**Exercise directions:** Transcribe all the data below exactly, leaving its pictures out.
——
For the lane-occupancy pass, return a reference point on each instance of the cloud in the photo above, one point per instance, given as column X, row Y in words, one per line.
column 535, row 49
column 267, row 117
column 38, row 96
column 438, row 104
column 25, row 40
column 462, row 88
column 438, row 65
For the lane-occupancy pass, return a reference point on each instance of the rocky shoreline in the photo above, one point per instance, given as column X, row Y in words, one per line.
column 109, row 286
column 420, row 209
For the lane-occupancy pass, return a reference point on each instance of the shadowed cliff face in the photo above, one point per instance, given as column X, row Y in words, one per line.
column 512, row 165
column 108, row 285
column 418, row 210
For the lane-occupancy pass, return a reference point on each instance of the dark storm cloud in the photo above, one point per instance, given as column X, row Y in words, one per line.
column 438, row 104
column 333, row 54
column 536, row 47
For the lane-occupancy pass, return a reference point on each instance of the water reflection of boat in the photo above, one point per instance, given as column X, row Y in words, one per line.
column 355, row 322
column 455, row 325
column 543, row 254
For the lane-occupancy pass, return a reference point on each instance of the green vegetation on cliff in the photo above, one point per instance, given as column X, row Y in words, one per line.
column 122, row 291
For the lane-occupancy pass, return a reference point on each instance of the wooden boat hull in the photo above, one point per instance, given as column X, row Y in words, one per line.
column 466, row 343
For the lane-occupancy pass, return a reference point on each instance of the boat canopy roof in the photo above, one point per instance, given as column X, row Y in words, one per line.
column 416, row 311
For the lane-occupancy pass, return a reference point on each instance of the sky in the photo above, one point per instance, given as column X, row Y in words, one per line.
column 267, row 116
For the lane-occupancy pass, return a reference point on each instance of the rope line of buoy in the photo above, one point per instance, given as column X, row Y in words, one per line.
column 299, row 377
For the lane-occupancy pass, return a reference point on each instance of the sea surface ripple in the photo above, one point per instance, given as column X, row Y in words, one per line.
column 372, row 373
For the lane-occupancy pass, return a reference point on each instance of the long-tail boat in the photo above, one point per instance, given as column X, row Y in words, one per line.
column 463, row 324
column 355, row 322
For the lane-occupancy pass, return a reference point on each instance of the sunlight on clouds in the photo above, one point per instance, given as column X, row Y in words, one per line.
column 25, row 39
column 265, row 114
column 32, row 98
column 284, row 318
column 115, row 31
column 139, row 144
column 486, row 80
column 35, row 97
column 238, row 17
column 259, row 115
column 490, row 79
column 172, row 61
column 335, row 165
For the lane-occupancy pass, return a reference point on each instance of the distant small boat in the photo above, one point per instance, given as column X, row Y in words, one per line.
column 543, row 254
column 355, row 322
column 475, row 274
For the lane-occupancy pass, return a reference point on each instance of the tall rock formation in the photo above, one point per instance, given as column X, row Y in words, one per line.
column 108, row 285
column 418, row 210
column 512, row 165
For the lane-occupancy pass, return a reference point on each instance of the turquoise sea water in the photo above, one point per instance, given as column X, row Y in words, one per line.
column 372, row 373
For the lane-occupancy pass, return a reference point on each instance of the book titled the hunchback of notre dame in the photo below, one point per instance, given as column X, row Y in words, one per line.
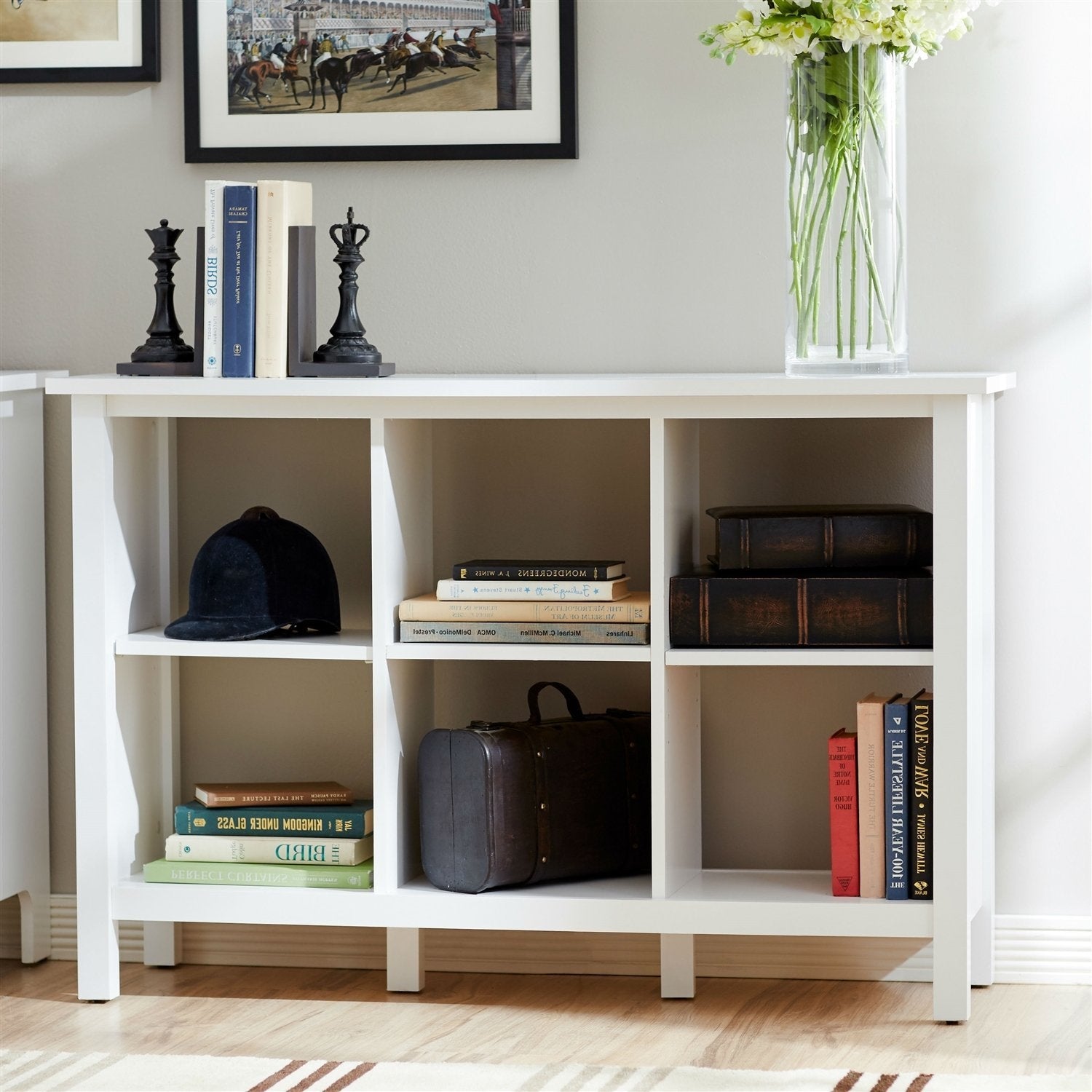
column 878, row 609
column 847, row 537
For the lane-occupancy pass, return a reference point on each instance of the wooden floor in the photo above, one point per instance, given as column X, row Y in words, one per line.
column 737, row 1024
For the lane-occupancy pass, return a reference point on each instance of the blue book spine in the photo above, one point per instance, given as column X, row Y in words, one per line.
column 238, row 253
column 336, row 820
column 895, row 714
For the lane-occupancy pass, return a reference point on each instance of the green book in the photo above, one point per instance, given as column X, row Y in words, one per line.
column 353, row 877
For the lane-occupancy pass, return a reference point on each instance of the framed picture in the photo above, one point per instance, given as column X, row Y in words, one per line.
column 336, row 80
column 79, row 41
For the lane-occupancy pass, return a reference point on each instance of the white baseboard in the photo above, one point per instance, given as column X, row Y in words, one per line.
column 1028, row 949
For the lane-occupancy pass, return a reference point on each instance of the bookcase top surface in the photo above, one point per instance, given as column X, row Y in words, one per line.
column 11, row 381
column 629, row 384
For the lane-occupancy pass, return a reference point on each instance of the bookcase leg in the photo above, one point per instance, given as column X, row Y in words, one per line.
column 405, row 971
column 34, row 925
column 982, row 924
column 676, row 965
column 162, row 943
——
**Response below:**
For the lane-occupancy pass, return a reference point on each instance of the cloud in the photo above, one point per instance, given as column X, row Y in words, one per line.
column 535, row 49
column 267, row 117
column 38, row 96
column 438, row 104
column 25, row 40
column 462, row 88
column 438, row 65
For the lane-occupancy pass, return a reference point on each instance of the rocky shoreline in the photo above, one point per instance, given as column X, row Y in words, one per line.
column 109, row 286
column 420, row 209
For the lane-occupancy pass, return a reference point on each instance of the shadowed cliff face in the photo above, one point per instance, given as column X, row Y in words, one per line.
column 512, row 165
column 108, row 285
column 418, row 210
For the lane-occupancy pass, return a reference point on each instance of the dark storm cloud in the photo above, one point per instance, given as column X, row Y in words, one per line.
column 438, row 104
column 333, row 54
column 536, row 47
For the lane-occupancy pass, return a reference point on each instance of the water reflection of boat in the photo above, one point per instance, given as column X, row Y in words, one per line.
column 355, row 322
column 455, row 325
column 543, row 254
For the lane-occupancy pass, return a reference point on each instance of the green vegetation on cliff in the photo above, one point per instance, given as column X, row Y in words, one per line.
column 122, row 291
For the lane-occupancy pass, return a reference point on each instance of the wooden boat hull in the photo above, one point per instance, given as column X, row Y in words, one per line.
column 466, row 343
For the lane-occupancy pass, return a reference point on each instance of the boat canopy roof in the photo above, one point per instance, given as column X, row Y in words, one per line.
column 416, row 311
For the lane-occupancy pass, return a reference point on each instance of the sky in the photo above, one point per instance, given as column X, row Y in words, one per line.
column 267, row 116
For the lane-occupancy pass, return a reference point on each instance of the rope line of buoy in the photo above, one point per instance, given as column X, row Y in words, one per line.
column 299, row 377
For the lane-occupancy pass, return a reference point on each instance of the sea surface ripple in the photo above, one point per instance, given as column X, row Y in words, one per line.
column 372, row 373
For the lane-occupancy pass, return a reference point on each instance of the long-tail boat in the photo above, one point per instance, given as column X, row Y in words, one per line.
column 463, row 324
column 355, row 322
For the lane-occupancy pass, return a reference point on each instance of the sunlight on clouds in the photo above, one point per instance, given as column X, row Y in words, one per line.
column 25, row 39
column 265, row 114
column 32, row 98
column 284, row 318
column 115, row 31
column 139, row 144
column 486, row 80
column 35, row 97
column 238, row 17
column 259, row 115
column 490, row 79
column 172, row 61
column 335, row 165
For the lane-occupancy pass, return a reference point on each instance of the distant small boat in the photo above, one point per instance, given as column X, row Y in words, one per line.
column 543, row 254
column 355, row 322
column 475, row 274
For the lane-occupancy pass, return a reference point on each instance of the tall rock formation in the photo above, one point per instance, given as column X, row Y in words, one per line.
column 108, row 285
column 418, row 210
column 512, row 165
For the lane-occupancy pass, return a reference point on each instance of the turquoise sea water in the photo above, one point per instance, given as column X, row Y in words, one per line.
column 372, row 373
For the lane-occupancy pass, return a reference point on each instance of the book titled the hunchback of notre dame in the photo below, one point per instance, given as column X, row Y in words, one per line.
column 878, row 609
column 847, row 537
For the lane-occupancy pass, return a reference point on each instance of the wooden floor in the photo above, one point per instance, given as column X, row Y in words, one per line.
column 737, row 1024
For the lane-occupancy pass, return a reference point on each instance of the blue book spine in the photo above, one point per instance, given as column X, row Y in words, one per line.
column 238, row 253
column 336, row 820
column 895, row 714
For the lane-occupancy pass, return a reference point on each instance of the green book in the photo above, one point per instance, given as column X, row Y in words, one per line.
column 353, row 877
For the lane-occupancy pass, return a reference point on each instance of the framed picture in the photo above, one point per instance, given as column X, row Y in words, one per line.
column 336, row 80
column 79, row 41
For the lane-occupancy pass, return a reference point on each instance of the white baseboard in the photo above, one point per instance, given as column X, row Y in words, one per line.
column 1028, row 949
For the lane-occupancy pass, return a reference point on each instance of the bookcase top surface in the photo above, one point per instance, given as column X, row Y in words, one per line.
column 11, row 381
column 629, row 384
For the lane-occupancy pass, return a reference point on each instance of the bookcase leg in the photo above, one point per instance, given as column X, row Y in words, one per line.
column 405, row 971
column 34, row 925
column 982, row 924
column 676, row 965
column 162, row 943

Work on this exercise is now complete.